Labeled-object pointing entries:
____

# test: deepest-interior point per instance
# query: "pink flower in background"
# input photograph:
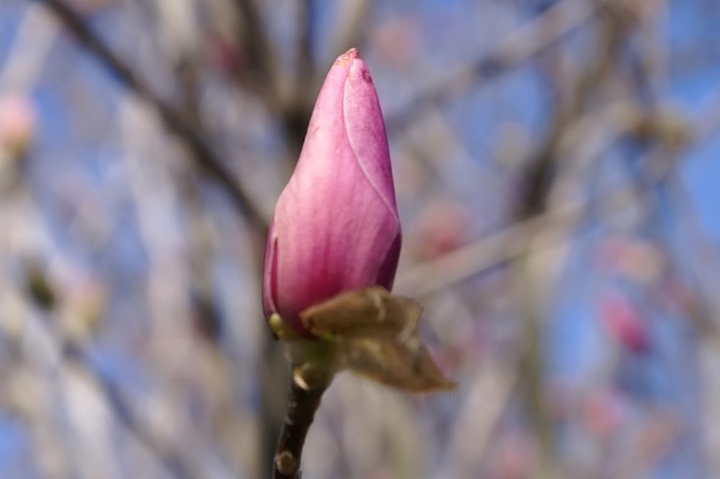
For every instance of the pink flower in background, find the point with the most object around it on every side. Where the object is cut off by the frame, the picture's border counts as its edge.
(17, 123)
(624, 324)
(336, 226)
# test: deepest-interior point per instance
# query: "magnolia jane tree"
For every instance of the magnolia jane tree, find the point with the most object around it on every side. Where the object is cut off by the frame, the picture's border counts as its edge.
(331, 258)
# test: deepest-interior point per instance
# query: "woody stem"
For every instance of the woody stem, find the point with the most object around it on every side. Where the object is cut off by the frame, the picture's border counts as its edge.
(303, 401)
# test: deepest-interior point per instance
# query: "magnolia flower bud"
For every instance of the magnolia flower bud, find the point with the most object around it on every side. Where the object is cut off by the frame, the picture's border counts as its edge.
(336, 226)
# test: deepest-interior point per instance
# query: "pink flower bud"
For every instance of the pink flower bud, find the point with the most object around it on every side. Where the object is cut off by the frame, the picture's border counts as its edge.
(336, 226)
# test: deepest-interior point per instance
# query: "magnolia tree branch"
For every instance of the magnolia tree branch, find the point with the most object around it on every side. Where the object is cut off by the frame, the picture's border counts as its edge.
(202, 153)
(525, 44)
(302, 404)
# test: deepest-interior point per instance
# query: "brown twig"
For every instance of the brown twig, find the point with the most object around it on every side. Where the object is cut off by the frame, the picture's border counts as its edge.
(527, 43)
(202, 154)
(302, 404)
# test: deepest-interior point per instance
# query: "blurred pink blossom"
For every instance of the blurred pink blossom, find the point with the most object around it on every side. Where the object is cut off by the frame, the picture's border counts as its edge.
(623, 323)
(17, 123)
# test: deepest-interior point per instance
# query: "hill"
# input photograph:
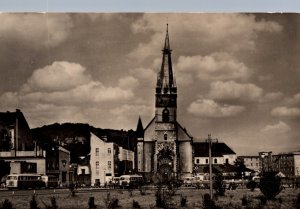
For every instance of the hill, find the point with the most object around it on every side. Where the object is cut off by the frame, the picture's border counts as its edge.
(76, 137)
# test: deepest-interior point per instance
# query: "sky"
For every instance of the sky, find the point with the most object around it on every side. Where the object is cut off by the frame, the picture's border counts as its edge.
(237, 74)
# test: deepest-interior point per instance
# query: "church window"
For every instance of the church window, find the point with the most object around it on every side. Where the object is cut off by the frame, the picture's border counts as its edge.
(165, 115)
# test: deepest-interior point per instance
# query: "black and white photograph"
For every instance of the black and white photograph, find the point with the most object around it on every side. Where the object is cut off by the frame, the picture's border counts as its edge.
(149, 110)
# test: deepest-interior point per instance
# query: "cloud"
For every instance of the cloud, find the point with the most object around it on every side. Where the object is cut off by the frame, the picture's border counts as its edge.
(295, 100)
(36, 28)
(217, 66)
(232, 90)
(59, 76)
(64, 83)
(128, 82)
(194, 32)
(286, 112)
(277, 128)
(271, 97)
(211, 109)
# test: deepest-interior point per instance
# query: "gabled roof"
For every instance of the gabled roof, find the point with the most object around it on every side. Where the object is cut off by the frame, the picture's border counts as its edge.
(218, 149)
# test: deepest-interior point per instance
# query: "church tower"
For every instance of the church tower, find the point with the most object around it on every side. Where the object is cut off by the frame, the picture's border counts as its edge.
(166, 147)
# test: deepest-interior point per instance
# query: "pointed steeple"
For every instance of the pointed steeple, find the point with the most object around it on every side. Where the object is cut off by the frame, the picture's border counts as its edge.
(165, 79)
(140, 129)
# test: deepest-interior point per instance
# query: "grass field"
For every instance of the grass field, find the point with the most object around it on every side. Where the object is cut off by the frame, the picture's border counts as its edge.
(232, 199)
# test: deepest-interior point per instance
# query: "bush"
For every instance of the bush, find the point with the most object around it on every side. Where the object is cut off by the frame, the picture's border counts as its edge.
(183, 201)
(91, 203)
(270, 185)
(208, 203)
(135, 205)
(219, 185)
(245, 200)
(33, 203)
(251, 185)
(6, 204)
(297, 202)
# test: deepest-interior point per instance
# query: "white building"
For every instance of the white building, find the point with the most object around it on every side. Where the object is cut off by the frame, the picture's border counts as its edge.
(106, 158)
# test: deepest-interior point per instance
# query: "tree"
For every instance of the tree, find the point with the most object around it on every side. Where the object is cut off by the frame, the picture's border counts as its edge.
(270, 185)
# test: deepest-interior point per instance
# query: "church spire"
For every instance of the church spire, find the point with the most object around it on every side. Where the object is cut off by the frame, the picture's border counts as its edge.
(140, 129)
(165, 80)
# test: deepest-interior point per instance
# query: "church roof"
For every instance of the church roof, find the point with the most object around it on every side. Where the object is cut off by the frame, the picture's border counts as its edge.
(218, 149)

____

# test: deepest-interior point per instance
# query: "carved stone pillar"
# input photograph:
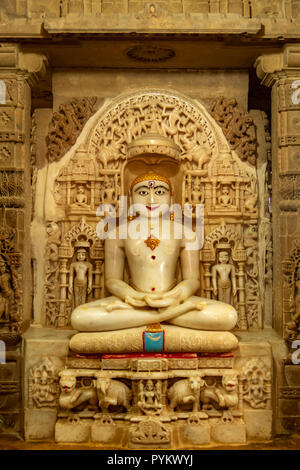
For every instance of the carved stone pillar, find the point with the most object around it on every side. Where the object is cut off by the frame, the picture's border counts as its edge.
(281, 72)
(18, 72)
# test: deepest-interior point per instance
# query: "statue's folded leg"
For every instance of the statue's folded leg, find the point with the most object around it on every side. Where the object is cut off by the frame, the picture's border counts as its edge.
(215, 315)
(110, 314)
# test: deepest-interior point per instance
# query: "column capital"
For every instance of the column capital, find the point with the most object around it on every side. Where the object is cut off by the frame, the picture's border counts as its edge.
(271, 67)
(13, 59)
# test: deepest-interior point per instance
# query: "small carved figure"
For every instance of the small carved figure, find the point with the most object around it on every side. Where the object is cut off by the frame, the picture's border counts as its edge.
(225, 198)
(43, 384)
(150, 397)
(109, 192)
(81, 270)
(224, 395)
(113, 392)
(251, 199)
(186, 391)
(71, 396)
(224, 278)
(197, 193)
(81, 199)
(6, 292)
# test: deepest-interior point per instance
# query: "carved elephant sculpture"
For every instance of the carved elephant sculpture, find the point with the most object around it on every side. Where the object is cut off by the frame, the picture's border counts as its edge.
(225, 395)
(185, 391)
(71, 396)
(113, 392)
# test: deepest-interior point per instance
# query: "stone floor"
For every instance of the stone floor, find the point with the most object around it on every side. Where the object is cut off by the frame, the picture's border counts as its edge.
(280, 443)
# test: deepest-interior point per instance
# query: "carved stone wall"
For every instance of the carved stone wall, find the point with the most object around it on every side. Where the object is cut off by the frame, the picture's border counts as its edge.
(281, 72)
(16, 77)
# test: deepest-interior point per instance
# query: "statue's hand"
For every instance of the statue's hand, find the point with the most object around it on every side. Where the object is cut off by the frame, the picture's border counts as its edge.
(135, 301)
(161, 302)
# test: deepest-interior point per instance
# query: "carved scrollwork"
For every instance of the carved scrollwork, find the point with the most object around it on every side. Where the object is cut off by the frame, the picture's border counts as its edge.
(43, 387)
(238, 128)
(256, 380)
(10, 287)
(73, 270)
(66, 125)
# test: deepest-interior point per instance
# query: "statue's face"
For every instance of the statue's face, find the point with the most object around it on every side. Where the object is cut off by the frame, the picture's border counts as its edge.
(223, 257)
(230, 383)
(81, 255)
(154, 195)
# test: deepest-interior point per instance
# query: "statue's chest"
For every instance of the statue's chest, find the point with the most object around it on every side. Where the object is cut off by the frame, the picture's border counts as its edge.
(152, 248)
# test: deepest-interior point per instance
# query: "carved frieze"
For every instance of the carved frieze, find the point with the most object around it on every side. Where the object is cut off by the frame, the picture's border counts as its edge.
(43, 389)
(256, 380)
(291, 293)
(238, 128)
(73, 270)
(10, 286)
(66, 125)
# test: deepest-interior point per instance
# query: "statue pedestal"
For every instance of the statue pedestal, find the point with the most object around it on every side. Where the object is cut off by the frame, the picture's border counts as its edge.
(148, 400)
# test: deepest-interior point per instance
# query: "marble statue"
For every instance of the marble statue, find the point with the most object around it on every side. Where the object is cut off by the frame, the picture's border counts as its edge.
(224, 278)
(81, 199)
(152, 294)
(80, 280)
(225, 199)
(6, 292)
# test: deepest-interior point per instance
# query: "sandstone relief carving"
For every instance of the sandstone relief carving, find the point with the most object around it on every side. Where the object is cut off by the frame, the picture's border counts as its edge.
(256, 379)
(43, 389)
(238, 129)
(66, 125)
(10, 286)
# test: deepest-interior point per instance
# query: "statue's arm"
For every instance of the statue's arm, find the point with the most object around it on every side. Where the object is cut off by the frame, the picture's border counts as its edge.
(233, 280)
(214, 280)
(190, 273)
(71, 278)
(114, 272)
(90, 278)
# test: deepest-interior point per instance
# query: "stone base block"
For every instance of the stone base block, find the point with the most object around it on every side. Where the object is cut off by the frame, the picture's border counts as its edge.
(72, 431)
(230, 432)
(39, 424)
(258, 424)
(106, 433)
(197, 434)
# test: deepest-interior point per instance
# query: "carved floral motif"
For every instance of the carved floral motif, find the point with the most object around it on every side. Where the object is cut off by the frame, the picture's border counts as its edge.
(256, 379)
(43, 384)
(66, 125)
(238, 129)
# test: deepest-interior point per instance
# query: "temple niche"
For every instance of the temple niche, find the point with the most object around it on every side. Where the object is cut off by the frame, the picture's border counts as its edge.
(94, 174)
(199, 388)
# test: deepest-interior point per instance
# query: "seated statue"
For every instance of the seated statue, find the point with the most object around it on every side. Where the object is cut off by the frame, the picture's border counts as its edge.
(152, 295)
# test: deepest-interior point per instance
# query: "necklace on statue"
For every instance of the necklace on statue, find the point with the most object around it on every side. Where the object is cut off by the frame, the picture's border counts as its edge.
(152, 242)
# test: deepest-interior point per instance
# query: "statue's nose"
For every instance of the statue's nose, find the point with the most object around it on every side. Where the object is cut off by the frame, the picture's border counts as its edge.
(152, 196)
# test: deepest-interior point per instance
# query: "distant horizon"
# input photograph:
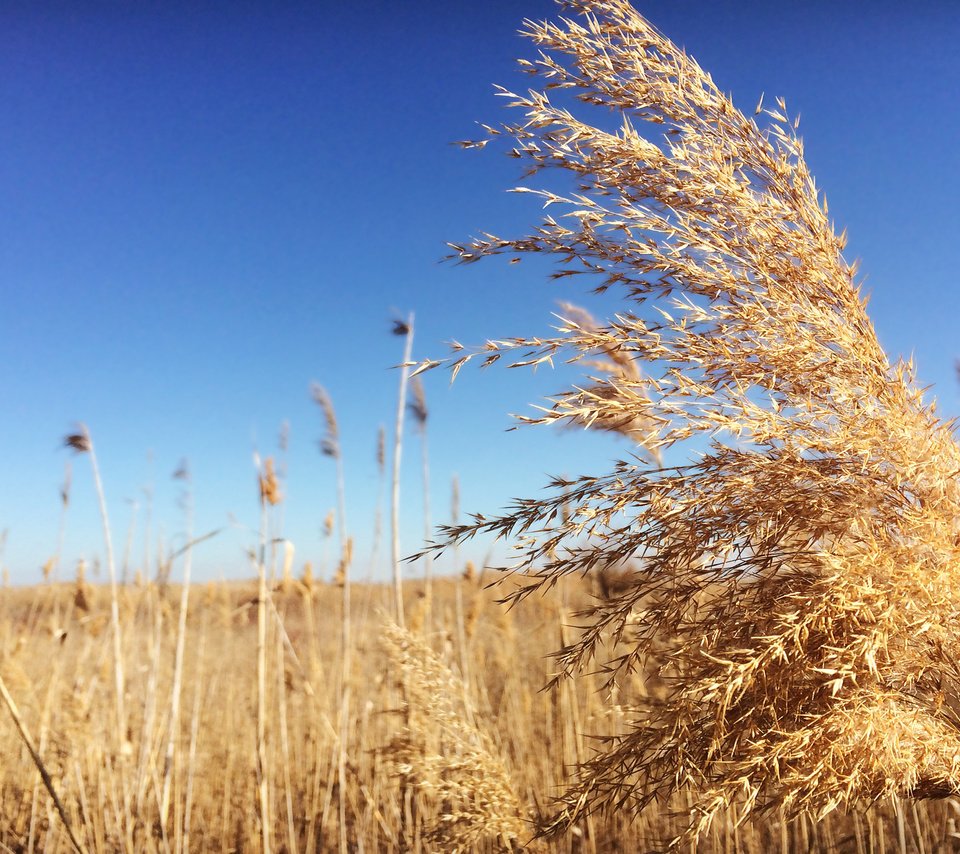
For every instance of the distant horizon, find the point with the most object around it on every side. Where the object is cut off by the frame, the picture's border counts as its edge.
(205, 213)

____

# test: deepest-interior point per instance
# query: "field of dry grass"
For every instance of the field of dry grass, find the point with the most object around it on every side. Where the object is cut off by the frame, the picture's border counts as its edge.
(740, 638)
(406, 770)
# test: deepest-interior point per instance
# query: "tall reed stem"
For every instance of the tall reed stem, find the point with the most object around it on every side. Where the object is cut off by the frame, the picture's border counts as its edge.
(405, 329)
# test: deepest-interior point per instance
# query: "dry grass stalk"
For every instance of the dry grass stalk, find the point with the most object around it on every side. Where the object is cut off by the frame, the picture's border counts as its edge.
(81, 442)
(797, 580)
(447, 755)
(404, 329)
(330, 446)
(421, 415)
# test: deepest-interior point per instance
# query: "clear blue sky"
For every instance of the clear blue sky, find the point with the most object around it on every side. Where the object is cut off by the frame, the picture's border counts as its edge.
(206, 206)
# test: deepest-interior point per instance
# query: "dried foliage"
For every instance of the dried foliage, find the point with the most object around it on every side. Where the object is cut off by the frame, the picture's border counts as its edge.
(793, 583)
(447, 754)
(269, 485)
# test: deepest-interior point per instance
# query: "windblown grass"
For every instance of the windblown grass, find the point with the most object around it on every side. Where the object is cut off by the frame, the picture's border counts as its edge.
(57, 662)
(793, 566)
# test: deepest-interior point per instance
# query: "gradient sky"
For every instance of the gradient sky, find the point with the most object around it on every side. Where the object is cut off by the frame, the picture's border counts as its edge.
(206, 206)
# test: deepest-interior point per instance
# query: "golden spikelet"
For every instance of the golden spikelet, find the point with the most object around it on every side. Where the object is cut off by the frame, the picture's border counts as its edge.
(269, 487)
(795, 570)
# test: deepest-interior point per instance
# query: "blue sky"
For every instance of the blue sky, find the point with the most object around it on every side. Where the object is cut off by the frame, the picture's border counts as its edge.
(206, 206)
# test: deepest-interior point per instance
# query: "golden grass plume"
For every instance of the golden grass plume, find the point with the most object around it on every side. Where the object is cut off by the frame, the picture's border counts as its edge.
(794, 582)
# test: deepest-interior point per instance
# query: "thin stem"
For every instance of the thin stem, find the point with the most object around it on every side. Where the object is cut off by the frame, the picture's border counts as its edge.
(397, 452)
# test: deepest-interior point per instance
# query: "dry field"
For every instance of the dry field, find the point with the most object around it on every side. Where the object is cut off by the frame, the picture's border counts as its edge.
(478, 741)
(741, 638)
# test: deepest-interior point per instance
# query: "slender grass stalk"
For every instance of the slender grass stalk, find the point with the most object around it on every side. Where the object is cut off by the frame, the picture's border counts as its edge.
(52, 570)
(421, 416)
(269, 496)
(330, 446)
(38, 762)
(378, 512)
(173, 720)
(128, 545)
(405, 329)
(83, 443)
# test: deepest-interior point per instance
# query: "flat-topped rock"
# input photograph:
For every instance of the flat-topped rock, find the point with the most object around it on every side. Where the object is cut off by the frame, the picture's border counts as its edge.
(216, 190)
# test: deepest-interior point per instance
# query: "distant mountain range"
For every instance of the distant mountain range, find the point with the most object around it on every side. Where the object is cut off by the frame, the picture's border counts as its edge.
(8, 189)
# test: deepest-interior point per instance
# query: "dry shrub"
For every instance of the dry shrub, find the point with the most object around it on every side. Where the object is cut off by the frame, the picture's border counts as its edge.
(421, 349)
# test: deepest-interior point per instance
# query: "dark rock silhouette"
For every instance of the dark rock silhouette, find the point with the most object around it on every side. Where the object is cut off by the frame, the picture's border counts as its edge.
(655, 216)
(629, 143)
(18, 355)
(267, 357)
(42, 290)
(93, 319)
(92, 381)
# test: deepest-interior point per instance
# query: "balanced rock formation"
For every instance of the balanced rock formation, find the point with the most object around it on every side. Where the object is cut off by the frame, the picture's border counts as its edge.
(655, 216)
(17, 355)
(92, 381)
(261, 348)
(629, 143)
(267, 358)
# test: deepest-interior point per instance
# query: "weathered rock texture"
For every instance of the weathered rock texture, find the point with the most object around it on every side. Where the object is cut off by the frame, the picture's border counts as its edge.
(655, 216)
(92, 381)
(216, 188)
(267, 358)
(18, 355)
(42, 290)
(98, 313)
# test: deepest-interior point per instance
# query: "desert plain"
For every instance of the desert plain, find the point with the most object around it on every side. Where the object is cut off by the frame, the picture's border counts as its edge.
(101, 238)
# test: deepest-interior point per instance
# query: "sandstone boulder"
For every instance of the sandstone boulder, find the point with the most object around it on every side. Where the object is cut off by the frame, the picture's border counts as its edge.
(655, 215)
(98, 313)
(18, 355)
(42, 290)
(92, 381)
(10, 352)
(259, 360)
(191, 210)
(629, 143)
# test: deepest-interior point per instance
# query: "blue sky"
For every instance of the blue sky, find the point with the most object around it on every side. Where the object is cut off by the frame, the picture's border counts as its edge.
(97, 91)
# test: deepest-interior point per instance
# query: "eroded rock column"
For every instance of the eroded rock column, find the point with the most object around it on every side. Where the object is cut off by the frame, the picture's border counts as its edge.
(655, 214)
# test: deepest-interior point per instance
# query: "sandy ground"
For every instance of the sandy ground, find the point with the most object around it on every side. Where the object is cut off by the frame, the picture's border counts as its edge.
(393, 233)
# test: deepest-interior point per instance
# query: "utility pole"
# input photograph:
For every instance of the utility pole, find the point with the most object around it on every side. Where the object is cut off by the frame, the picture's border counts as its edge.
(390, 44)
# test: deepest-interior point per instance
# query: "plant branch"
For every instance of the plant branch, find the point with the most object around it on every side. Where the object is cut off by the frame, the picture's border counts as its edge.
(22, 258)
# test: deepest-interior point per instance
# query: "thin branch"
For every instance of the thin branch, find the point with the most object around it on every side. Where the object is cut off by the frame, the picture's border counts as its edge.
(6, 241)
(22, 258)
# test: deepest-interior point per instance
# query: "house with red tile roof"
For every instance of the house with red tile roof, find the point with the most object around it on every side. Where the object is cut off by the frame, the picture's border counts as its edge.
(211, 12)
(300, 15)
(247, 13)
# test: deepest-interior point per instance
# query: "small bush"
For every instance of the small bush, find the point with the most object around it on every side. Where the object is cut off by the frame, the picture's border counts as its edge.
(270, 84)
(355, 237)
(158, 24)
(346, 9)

____

Extract every line of the items above that contains the string "niche". Treat the match as case-sensitive.

# query: "temple niche"
For every instance of the temple niche, find the point with the most object around it on every side. Where the object is cut off by the frame, the picture's border counts as its edge.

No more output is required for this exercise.